# Puppy switching to adult food after spay



## Mdez (Jun 15, 2011)

Hey guys - I recently spayed my 7th month old female GSD (I'm sorry for the people who are against that). She was on Blue Buffalo Large Breed Puppy since I brought her home. I read on Leerburg Dog Training | 16,000 pages of dog training information, 300 free streaming videos, DVDs and Free Dog Training ebooks to switch them to adult food at 4-6 months I believe. So after her spay she is now on Blue Buffalo Wilderness salmon for adults. I know the protein is high but is that a bad thing? Did I switch her too soon? HELP!


----------



## jetscarbie (Feb 29, 2008)

Mdez said:


> Hey guys - I recently spayed my 7th month old female GSD (I'm sorry for the people who are against that). She was on Blue Buffalo Large Breed Puppy since I brought her home. I read on Leerburg Dog Training | 16,000 pages of dog training information, 300 free streaming videos, DVDs and Free Dog Training ebooks to switch them to adult food at 4-6 months I believe. So after her spay she is now on Blue Buffalo Wilderness salmon for adults. I know the protein is high but is that a bad thing? Did I switch her too soon? HELP!


 
I don't think spaying your female is a bad thing. Different strokes for different folks. Everybody's life is different...same goes for dogs.

I have no advice about Blue Buffalo.....but I've never fed any of my dog's any puppy food. 

Well, I did feed it to my oldest male when he was a pup...and he was limping bad...Pano. My vet recommeded to me to take him off of puppy food b/c it was making him grow way to fast and it was bad for his joints. So I did as he suggested and I never had a problem with limping again. The 2 pups that followed afterwards....always fed them regular food. No problems.

BRIEF 1:
In the thread about switching a puppy to adult food after a spay, what food had the puppy eaten since she was brought home?
BRIEF 2:
Reproduce the part of the thread about switching a puppy to adult food, starting with "I don't think" and going on through "any puppy food.".

RECORDS:

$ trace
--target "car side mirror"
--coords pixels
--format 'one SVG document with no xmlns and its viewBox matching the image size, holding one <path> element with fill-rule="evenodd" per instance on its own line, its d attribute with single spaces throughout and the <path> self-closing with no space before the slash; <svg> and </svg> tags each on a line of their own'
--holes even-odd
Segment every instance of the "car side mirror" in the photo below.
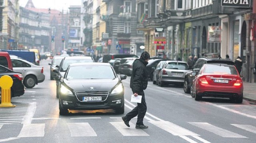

SOLUTION 1:
Blue Buffalo Large Breed Puppy.

SOLUTION 2:
I don't think spaying your female is a bad thing. Different strokes for different folks. Everybody's life is different...same goes for dogs.

I have no advice about Blue Buffalo.....but I've never fed any of my dog's any puppy food.